:: Excerpted data ::
:::

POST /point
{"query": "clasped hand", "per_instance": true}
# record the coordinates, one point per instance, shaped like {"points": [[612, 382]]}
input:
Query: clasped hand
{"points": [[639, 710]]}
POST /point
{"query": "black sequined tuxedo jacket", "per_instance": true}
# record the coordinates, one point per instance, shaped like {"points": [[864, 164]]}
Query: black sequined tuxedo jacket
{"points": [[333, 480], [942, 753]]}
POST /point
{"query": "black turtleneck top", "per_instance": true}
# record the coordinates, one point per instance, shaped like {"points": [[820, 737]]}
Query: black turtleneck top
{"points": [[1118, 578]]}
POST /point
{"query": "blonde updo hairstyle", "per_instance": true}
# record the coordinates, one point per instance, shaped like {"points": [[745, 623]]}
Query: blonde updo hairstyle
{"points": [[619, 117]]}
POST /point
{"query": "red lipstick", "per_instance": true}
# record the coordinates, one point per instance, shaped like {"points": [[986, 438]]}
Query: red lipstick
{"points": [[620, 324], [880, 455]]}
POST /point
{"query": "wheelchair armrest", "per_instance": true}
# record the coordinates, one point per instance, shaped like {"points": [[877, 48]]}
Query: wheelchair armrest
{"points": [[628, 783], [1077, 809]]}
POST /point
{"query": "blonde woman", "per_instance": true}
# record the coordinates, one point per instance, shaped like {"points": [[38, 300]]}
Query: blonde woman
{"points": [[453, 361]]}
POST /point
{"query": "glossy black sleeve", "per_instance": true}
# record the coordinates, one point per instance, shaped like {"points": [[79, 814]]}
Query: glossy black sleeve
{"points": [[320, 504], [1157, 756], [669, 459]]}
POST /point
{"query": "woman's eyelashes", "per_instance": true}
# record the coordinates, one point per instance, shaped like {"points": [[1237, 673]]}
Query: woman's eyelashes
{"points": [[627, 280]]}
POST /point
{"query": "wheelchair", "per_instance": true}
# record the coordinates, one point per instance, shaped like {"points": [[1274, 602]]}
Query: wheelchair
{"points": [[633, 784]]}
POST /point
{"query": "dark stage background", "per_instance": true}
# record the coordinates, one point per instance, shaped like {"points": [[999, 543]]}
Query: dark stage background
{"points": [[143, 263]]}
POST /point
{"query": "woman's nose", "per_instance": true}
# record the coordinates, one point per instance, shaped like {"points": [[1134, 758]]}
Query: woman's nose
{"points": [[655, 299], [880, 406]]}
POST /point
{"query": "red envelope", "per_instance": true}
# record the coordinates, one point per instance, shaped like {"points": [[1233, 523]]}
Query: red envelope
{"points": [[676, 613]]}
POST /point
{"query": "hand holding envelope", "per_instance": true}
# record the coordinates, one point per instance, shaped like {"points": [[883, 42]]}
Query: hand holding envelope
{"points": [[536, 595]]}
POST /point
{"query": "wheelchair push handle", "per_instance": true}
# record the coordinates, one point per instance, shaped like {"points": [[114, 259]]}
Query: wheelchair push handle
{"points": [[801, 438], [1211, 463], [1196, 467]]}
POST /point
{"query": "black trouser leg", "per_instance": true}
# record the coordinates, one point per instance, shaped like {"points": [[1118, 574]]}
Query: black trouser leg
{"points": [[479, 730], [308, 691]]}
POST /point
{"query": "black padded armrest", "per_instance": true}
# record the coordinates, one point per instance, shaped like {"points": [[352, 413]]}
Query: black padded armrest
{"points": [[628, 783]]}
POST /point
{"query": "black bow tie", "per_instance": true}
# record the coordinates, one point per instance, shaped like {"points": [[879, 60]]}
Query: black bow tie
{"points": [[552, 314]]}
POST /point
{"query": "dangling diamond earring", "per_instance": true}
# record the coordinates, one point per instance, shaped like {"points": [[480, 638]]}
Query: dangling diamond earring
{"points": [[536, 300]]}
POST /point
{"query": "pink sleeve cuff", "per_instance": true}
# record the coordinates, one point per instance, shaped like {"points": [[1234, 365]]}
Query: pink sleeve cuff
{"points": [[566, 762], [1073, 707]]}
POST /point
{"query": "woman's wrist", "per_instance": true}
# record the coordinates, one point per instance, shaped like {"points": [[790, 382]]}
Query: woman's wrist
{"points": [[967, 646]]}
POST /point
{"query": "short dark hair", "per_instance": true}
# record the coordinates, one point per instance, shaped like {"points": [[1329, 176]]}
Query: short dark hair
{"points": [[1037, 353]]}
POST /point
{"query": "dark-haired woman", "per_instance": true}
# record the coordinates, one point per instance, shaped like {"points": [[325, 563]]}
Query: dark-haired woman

:::

:: Work task ::
Reproduce the material precisely, including every line.

:: Exercise result ::
POST /point
{"query": "clasped hand", "per_instance": true}
# record the coordinates, one point per instance, shaped like {"points": [[612, 382]]}
input:
Query: clasped hand
{"points": [[639, 710]]}
POST /point
{"query": "black sequined tuxedo jacket", "per_instance": true}
# record the coordinates, one point per instance, shaped like {"points": [[864, 164]]}
Query: black sequined tuxedo jacket
{"points": [[333, 480], [942, 753]]}
POST /point
{"query": "black turtleneck top", "per_instance": true}
# record the coordinates, one point per instance, shaped like {"points": [[820, 737]]}
Query: black turtleneck top
{"points": [[1118, 578]]}
POST /point
{"query": "blonde updo hairstyle", "per_instance": true}
# record the coordinates, one point per instance, shaped like {"points": [[745, 623]]}
Query: blonde updo hairstyle
{"points": [[619, 117]]}
POST /point
{"query": "red lipstick", "per_instance": true}
# record the coordinates, one point per instance, shaped like {"points": [[986, 438]]}
Query: red lipstick
{"points": [[620, 324], [880, 455]]}
POST /point
{"query": "wheelchair armrest", "per_instance": true}
# record the coordinates, one point per instance, shaped like {"points": [[877, 48]]}
Query: wheelchair armrest
{"points": [[628, 783], [1077, 809]]}
POST /point
{"query": "blonde woman", "per_instance": true}
# record the coordinates, one point per instance, shaped like {"points": [[38, 300]]}
Query: blonde woman
{"points": [[453, 361]]}
POST /point
{"query": "glossy black sleeve", "per_instance": true}
# record the coordinates, one point per instance, shaped like {"points": [[79, 814]]}
Query: glossy black sleeve
{"points": [[320, 504], [1157, 756], [669, 459]]}
POST /point
{"query": "woman's eyelashes", "per_instance": true}
# record the coordinates, one point per instance, shaped like {"points": [[1237, 673]]}
Query: woman's eyelashes
{"points": [[627, 280]]}
POST /point
{"query": "wheelchair", "per_instance": true}
# record the coordinates, one point per instance, shaped like {"points": [[1274, 602]]}
Query: wheelchair
{"points": [[633, 784]]}
POST /point
{"query": "dark stage background", "per_instance": true}
# record the coordinates, one point per instance, shaped like {"points": [[999, 543]]}
Query: dark stage background
{"points": [[143, 263]]}
POST /point
{"query": "woman's nose", "per_instance": true}
# record the coordinates, one point per instance, shaped like {"points": [[1134, 758]]}
Query: woman's nose
{"points": [[655, 299], [880, 406]]}
POST /point
{"query": "red envelope", "per_instance": true}
# record the coordinates, one point per instance, shaped like {"points": [[1233, 523]]}
Query: red envelope
{"points": [[676, 613]]}
POST /point
{"query": "hand holding envelope", "per_instance": true}
# record the coordinates, one point per instance, shaped like {"points": [[883, 42]]}
Query: hand holding envelope
{"points": [[536, 595]]}
POST /point
{"query": "wheelchair push handle", "per_instance": true}
# record the coordinates, one point per instance, shaped like {"points": [[114, 259]]}
Query: wheelchair push handle
{"points": [[801, 438], [1211, 463], [1196, 467]]}
POST /point
{"query": "black trouser leg", "per_instance": true}
# record the coordinates, one point per instance, shaped like {"points": [[1118, 574]]}
Query: black trouser leg
{"points": [[479, 730], [308, 691]]}
POST /point
{"query": "black padded armrest", "per_instance": true}
# record the coordinates, one point per instance, shaped like {"points": [[352, 413]]}
Query: black padded armrest
{"points": [[628, 783]]}
POST /point
{"query": "black bow tie", "per_instance": true}
# record the coordinates, one point per instance, shaped like {"points": [[879, 60]]}
Query: black bow tie
{"points": [[552, 314]]}
POST /point
{"query": "dangling diamond earring", "per_instance": true}
# record the coordinates, one point per instance, shaped like {"points": [[480, 638]]}
Query: dangling diamond earring
{"points": [[536, 300]]}
POST /point
{"query": "pink sleeve cuff", "per_instance": true}
# record the coordinates, one point per instance, shaped like {"points": [[1234, 365]]}
Query: pink sleeve cuff
{"points": [[566, 762], [1073, 707]]}
POST /point
{"query": "woman's wrist", "per_instance": true}
# record the coordinates, one point per instance, shaped like {"points": [[790, 382]]}
Query: woman's wrist
{"points": [[967, 646]]}
POST /point
{"query": "short dark hair", "per_instance": true}
# record the coordinates, one point per instance, shaped like {"points": [[1329, 176]]}
Query: short dark hair
{"points": [[1037, 353]]}
POST /point
{"query": "dark-haired woman", "per_instance": true}
# record the coordinates, one point per instance, shaped like {"points": [[325, 563]]}
Query: dark-haired woman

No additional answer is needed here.